**Objective:**
Please update the records from their start through the line containing "pixel 470 343", inclusive, by replacing "Quickstart" with "Instructions" and leaving everything else unchanged. Return only those lines, without the pictures.
###
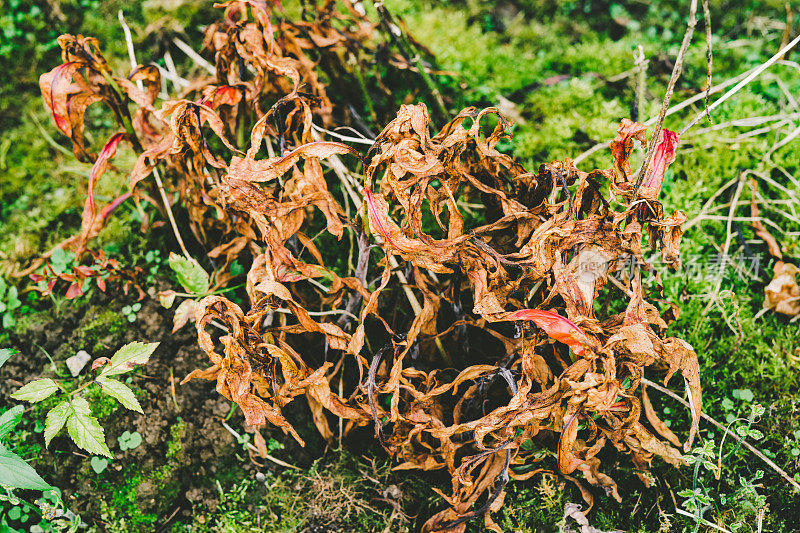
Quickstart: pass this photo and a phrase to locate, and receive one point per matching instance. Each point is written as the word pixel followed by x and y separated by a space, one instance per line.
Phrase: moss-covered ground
pixel 556 68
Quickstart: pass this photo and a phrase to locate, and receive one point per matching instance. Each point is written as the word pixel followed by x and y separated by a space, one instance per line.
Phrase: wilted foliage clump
pixel 465 308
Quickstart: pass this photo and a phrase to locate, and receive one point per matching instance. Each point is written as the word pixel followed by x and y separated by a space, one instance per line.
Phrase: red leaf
pixel 372 211
pixel 85 271
pixel 555 325
pixel 74 291
pixel 54 86
pixel 662 158
pixel 90 218
pixel 100 361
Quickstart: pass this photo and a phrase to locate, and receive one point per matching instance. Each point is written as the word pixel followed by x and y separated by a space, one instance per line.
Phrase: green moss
pixel 121 512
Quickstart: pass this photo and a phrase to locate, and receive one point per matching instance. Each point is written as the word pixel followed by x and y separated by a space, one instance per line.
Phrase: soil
pixel 185 447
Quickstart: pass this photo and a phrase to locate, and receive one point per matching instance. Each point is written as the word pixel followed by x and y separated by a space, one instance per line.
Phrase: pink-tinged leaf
pixel 662 158
pixel 556 326
pixel 84 271
pixel 374 217
pixel 54 86
pixel 74 291
pixel 90 218
pixel 50 285
pixel 100 361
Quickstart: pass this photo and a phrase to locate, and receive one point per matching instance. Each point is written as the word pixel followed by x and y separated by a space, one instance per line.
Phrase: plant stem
pixel 676 73
pixel 169 212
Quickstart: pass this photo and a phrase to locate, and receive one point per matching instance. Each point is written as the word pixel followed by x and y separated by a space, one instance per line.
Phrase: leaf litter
pixel 470 343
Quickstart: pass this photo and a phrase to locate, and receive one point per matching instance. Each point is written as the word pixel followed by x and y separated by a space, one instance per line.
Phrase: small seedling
pixel 274 445
pixel 9 302
pixel 130 311
pixel 129 440
pixel 74 410
pixel 99 464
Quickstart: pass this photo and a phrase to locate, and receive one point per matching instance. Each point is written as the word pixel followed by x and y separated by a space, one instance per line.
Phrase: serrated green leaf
pixel 12 299
pixel 120 392
pixel 128 357
pixel 17 473
pixel 55 420
pixel 36 391
pixel 190 274
pixel 85 430
pixel 10 419
pixel 5 355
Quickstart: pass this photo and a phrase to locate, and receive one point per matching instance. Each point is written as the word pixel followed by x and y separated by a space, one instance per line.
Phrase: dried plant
pixel 461 338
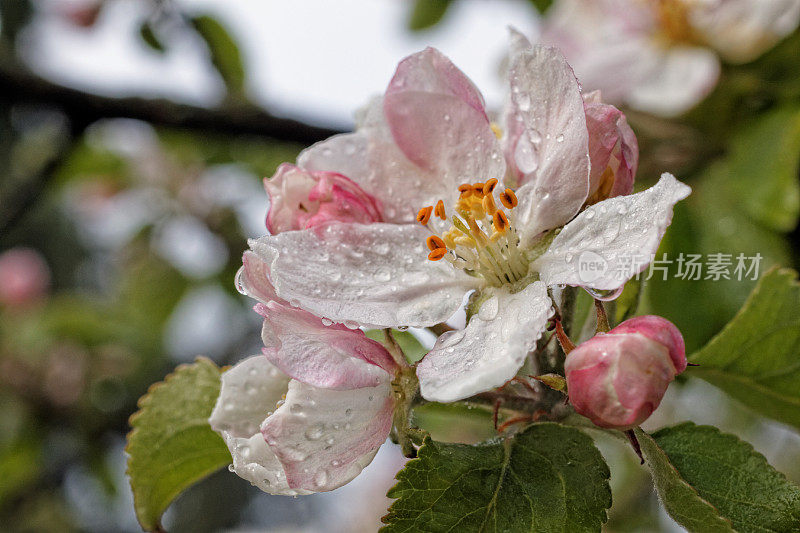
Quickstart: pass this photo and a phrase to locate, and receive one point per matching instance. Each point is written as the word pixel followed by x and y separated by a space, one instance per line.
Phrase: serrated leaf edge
pixel 141 403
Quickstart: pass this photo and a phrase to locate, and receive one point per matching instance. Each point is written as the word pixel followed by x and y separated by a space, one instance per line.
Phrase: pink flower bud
pixel 301 199
pixel 24 277
pixel 617 379
pixel 613 150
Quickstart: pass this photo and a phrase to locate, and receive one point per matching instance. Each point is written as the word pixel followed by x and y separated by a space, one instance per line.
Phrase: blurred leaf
pixel 626 305
pixel 755 358
pixel 20 465
pixel 708 222
pixel 680 499
pixel 171 446
pixel 149 38
pixel 427 13
pixel 225 54
pixel 734 478
pixel 547 478
pixel 765 167
pixel 541 5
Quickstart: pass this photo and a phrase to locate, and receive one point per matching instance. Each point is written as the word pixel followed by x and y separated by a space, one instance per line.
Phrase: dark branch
pixel 83 109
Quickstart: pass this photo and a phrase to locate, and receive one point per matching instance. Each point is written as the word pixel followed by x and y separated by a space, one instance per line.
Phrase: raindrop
pixel 315 431
pixel 489 309
pixel 603 294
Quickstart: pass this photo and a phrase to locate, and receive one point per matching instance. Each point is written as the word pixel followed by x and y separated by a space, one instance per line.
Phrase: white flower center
pixel 482 239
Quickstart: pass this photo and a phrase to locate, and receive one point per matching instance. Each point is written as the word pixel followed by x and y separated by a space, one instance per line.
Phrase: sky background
pixel 313 59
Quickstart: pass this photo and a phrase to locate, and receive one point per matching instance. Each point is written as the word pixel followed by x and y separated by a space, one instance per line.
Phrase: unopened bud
pixel 617 379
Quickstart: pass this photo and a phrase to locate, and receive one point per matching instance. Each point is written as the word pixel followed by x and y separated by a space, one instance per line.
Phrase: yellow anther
pixel 489 205
pixel 439 210
pixel 465 188
pixel 424 214
pixel 435 242
pixel 497 130
pixel 500 222
pixel 509 199
pixel 460 226
pixel 437 254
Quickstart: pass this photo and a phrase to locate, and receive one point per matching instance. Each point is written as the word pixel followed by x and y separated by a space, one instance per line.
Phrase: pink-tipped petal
pixel 547 140
pixel 660 330
pixel 437 119
pixel 373 275
pixel 253 279
pixel 490 350
pixel 300 199
pixel 331 357
pixel 249 393
pixel 613 240
pixel 324 438
pixel 618 380
pixel 613 150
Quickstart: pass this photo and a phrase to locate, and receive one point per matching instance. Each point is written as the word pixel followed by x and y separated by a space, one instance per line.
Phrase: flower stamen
pixel 481 240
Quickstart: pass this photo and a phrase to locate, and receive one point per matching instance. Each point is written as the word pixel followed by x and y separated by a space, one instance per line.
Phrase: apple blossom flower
pixel 24 277
pixel 420 150
pixel 311 412
pixel 661 56
pixel 617 379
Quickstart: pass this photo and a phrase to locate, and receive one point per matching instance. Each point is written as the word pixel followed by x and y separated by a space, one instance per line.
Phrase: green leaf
pixel 427 13
pixel 756 357
pixel 225 54
pixel 709 222
pixel 547 478
pixel 730 475
pixel 171 446
pixel 541 5
pixel 764 163
pixel 680 499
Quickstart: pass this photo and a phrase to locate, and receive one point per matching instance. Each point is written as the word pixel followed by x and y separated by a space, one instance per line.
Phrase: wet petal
pixel 253 279
pixel 324 438
pixel 371 158
pixel 376 275
pixel 332 357
pixel 612 146
pixel 678 79
pixel 301 198
pixel 438 121
pixel 547 139
pixel 490 350
pixel 250 391
pixel 613 240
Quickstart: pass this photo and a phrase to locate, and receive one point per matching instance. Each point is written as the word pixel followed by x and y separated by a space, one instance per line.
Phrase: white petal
pixel 375 275
pixel 250 391
pixel 254 461
pixel 550 143
pixel 371 158
pixel 324 438
pixel 490 350
pixel 679 78
pixel 613 240
pixel 332 357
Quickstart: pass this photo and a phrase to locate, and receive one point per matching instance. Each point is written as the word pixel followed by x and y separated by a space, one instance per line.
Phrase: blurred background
pixel 134 135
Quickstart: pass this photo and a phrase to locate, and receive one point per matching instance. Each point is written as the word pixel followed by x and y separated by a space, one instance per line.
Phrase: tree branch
pixel 84 108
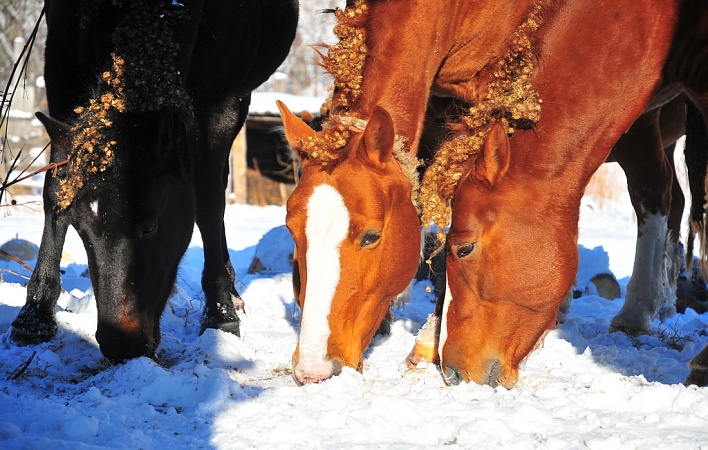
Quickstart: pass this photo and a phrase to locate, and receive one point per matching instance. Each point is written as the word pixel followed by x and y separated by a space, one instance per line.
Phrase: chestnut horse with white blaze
pixel 353 253
pixel 492 58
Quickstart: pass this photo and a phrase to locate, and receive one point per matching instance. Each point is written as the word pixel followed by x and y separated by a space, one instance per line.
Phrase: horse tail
pixel 696 154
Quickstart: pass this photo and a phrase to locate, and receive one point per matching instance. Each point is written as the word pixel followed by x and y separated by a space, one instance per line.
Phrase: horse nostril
pixel 451 375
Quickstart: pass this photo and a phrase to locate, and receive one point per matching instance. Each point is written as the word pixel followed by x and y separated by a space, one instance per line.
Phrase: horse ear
pixel 493 163
pixel 296 131
pixel 307 117
pixel 59 133
pixel 379 137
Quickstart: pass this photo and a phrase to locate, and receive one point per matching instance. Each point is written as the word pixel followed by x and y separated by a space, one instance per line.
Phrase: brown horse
pixel 501 60
pixel 645 153
pixel 519 217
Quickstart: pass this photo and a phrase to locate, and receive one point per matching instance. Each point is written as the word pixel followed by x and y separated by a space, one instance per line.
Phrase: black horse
pixel 145 99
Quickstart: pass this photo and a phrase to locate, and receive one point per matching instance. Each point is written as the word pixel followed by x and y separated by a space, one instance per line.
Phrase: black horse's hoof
pixel 32 327
pixel 233 327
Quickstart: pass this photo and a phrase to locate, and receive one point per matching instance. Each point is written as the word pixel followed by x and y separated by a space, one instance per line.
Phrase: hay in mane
pixel 510 98
pixel 143 76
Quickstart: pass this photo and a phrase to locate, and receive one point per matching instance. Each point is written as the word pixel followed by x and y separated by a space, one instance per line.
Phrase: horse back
pixel 224 45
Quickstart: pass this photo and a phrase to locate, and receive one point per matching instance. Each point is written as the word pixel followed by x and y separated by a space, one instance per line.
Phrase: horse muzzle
pixel 312 371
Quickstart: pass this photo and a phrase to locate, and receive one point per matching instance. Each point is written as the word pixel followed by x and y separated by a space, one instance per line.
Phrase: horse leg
pixel 699 369
pixel 649 179
pixel 428 337
pixel 36 321
pixel 221 124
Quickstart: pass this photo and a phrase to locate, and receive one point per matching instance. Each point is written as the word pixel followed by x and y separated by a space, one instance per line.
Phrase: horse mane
pixel 510 98
pixel 143 77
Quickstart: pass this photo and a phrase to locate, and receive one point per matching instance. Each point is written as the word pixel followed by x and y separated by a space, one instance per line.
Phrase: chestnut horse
pixel 515 210
pixel 503 58
pixel 145 99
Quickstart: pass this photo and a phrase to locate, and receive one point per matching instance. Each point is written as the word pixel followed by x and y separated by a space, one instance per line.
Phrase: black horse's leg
pixel 36 321
pixel 220 124
pixel 649 180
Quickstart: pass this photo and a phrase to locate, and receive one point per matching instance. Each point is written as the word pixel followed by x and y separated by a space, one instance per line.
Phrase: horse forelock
pixel 143 77
pixel 510 98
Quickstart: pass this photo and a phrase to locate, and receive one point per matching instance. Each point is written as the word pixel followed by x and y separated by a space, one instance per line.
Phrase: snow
pixel 581 388
pixel 263 103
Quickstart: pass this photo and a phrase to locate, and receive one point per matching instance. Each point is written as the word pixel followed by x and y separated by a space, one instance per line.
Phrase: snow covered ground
pixel 583 388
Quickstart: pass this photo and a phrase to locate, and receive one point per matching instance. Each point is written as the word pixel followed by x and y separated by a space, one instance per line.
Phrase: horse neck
pixel 408 42
pixel 593 92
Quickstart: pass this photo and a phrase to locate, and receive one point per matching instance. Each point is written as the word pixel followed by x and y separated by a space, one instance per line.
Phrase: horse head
pixel 357 241
pixel 502 292
pixel 135 217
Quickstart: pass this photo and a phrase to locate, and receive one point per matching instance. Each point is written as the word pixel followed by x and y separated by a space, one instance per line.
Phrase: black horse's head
pixel 135 215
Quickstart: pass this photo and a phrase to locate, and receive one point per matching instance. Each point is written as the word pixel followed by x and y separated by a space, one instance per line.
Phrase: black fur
pixel 190 67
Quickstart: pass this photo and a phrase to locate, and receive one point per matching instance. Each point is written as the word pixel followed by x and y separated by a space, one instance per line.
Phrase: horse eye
pixel 370 238
pixel 465 249
pixel 148 230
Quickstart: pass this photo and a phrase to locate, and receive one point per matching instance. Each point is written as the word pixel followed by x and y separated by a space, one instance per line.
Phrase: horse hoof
pixel 33 334
pixel 698 377
pixel 232 327
pixel 630 329
pixel 31 327
pixel 239 304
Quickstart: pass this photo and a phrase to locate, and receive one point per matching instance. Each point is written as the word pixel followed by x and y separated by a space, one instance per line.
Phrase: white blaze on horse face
pixel 443 323
pixel 326 227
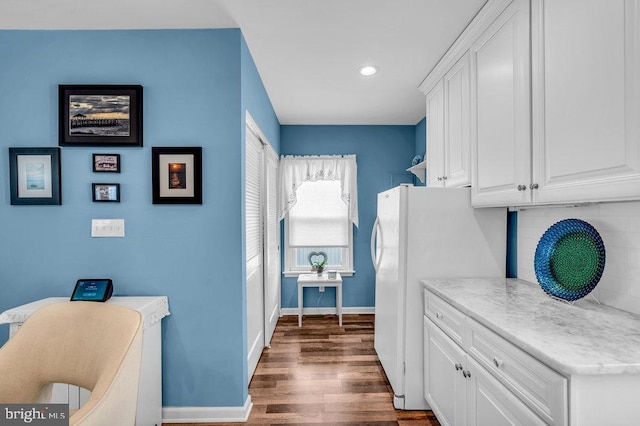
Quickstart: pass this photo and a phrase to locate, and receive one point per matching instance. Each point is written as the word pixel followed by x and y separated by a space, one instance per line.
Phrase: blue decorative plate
pixel 569 259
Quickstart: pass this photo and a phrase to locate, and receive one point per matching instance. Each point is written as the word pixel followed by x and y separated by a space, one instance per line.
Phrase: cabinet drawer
pixel 540 387
pixel 449 319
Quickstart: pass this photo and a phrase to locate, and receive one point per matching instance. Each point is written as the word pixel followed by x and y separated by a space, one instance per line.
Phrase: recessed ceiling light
pixel 368 70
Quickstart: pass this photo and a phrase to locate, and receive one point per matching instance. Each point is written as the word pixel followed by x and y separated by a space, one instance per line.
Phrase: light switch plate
pixel 107 228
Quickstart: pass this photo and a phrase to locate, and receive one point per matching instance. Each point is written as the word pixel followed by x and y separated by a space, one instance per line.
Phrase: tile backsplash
pixel 619 226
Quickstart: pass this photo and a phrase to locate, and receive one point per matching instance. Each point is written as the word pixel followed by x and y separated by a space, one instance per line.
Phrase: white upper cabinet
pixel 553 104
pixel 500 110
pixel 448 128
pixel 586 100
pixel 435 136
pixel 457 125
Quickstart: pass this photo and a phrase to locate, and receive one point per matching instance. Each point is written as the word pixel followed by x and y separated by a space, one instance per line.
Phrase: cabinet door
pixel 435 136
pixel 586 102
pixel 490 403
pixel 457 129
pixel 444 383
pixel 500 110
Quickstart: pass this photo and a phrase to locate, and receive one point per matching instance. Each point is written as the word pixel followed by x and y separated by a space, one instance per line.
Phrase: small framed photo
pixel 106 163
pixel 176 173
pixel 100 115
pixel 107 192
pixel 34 175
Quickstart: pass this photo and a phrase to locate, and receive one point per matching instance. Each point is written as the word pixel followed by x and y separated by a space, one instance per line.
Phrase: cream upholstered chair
pixel 97 346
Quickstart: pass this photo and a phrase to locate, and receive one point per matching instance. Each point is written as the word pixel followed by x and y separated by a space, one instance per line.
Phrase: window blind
pixel 320 217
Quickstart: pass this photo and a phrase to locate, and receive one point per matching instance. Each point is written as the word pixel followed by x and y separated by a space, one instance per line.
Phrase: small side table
pixel 321 281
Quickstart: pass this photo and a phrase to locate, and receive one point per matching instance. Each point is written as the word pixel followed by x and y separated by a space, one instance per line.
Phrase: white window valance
pixel 295 170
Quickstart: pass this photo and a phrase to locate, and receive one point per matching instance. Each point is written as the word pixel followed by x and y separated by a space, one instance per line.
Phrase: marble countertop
pixel 583 338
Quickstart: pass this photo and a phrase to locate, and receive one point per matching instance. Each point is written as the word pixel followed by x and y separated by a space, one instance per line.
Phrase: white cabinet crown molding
pixel 489 12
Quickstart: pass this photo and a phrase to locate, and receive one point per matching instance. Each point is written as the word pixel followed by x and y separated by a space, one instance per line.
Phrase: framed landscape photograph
pixel 106 163
pixel 100 115
pixel 176 173
pixel 34 175
pixel 106 192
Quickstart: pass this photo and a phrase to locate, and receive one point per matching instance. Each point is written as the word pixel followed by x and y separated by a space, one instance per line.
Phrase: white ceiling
pixel 306 51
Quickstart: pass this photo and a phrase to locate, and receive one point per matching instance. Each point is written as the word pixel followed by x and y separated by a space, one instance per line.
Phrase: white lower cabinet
pixel 461 392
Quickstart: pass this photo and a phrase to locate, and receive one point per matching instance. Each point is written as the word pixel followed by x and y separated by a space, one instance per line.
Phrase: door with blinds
pixel 262 243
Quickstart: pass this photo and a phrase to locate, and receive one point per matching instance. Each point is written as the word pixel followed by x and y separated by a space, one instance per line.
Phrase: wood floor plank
pixel 324 374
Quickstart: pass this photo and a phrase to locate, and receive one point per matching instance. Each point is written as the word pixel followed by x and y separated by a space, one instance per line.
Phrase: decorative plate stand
pixel 569 259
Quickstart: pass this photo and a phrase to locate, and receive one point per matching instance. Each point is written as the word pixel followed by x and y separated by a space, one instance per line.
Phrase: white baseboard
pixel 207 414
pixel 327 311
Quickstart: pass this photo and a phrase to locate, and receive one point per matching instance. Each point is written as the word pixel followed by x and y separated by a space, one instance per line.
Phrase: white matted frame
pixel 35 176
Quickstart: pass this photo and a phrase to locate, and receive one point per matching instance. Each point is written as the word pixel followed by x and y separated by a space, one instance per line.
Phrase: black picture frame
pixel 100 115
pixel 105 192
pixel 34 176
pixel 176 173
pixel 106 163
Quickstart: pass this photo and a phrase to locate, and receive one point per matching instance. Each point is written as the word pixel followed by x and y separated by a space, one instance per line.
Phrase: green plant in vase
pixel 319 266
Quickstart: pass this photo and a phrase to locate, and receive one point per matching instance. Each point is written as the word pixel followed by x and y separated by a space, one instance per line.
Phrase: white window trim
pixel 346 271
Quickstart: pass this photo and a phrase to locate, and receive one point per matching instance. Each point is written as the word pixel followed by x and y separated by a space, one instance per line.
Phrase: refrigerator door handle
pixel 374 234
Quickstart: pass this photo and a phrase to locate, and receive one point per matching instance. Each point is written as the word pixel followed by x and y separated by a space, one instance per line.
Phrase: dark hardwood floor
pixel 323 374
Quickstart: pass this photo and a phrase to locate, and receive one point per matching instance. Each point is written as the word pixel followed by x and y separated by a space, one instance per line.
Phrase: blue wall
pixel 421 144
pixel 421 138
pixel 196 86
pixel 383 153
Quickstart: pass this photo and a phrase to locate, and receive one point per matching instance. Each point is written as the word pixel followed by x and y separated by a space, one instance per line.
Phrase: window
pixel 318 222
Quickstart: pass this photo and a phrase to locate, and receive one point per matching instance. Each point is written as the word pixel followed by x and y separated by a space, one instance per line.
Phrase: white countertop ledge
pixel 583 338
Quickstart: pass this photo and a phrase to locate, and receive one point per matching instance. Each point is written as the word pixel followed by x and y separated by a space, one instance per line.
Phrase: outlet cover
pixel 107 228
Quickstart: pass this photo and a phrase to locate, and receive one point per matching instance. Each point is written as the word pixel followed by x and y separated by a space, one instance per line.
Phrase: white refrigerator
pixel 422 233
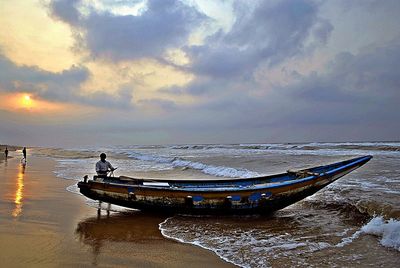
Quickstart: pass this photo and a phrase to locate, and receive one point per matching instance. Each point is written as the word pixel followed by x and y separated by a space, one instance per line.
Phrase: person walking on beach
pixel 103 166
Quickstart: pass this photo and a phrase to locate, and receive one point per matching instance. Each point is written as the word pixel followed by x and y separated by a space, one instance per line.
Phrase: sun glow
pixel 27 101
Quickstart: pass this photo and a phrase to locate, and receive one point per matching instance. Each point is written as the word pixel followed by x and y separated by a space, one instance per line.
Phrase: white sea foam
pixel 219 171
pixel 254 247
pixel 389 231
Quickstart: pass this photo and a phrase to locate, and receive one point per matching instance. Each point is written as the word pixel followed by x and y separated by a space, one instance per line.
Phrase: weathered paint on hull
pixel 235 201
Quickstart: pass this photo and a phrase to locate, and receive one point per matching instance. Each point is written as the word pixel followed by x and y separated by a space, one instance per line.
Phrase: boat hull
pixel 261 198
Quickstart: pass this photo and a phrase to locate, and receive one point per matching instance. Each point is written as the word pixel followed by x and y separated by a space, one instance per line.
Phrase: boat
pixel 258 195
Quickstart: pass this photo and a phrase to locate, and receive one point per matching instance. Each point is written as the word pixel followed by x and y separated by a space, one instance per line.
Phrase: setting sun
pixel 27 101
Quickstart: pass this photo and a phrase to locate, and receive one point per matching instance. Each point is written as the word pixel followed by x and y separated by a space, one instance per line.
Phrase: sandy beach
pixel 42 224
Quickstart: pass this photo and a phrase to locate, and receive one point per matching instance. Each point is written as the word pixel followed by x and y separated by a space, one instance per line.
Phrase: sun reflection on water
pixel 19 194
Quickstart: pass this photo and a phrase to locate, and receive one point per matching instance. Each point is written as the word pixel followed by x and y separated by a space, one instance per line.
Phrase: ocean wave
pixel 387 230
pixel 219 171
pixel 344 146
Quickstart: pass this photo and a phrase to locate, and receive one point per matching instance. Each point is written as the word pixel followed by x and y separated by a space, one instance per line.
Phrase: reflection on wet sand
pixel 19 194
pixel 133 227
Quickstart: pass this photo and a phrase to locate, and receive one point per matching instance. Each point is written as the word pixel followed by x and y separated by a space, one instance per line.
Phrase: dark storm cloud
pixel 271 33
pixel 63 86
pixel 361 87
pixel 164 24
###
**Task result:**
Instructions: pass this photo and a phrase to locate, and receive one point per matching instance. Each point is written as the word pixel followed by x and y separated by a space, one instance per line.
Phrase: moss-covered ground
pixel 556 68
Instructions: pass this photo and a phrase to locate, and receive one point per matching instance. Each point is written as the word pixel followed by x and y separated by a space, one instance per line.
Phrase: wilted foliage clump
pixel 465 308
Instructions: pass this photo and a phrase to locate, and receive one point per matching instance. Each point is written as the word pixel followed by x and y separated by a space, one instance per line.
Phrase: red leaf
pixel 372 211
pixel 85 271
pixel 555 325
pixel 74 291
pixel 54 86
pixel 662 158
pixel 90 218
pixel 100 361
Instructions: pass this photo and a phrase to locate, and receive one point per matching instance. Each point is written as the word pixel followed by x and y separated by a space, one instance per line.
Phrase: green moss
pixel 121 512
Instructions: pass this photo and a phrase to locate, and receive one point per matching instance. Each point is written as the word pixel followed by x and y separated by a space, one instance per line.
Phrase: soil
pixel 185 447
Instructions: pass this photo and a phrase to locate, and receive one point per matching instance. Each point is written as the word pixel followed by x and y separated by a space, one instance per line.
Phrase: pink-tinged leaf
pixel 662 158
pixel 556 326
pixel 84 271
pixel 374 217
pixel 54 86
pixel 74 291
pixel 90 218
pixel 50 285
pixel 100 361
Instructions: pass this photo and a phrase to locate, and receive one point per matching instance. Each point is written as the word pixel followed by x and y separated by a space, one instance per line.
Phrase: plant stem
pixel 676 73
pixel 169 212
Instructions: pass this photo and a phrase to locate, and receive one point per matching instance. Each point is written as the word pixel followed by x and y separated by a space, one instance per line.
Phrase: leaf litter
pixel 470 343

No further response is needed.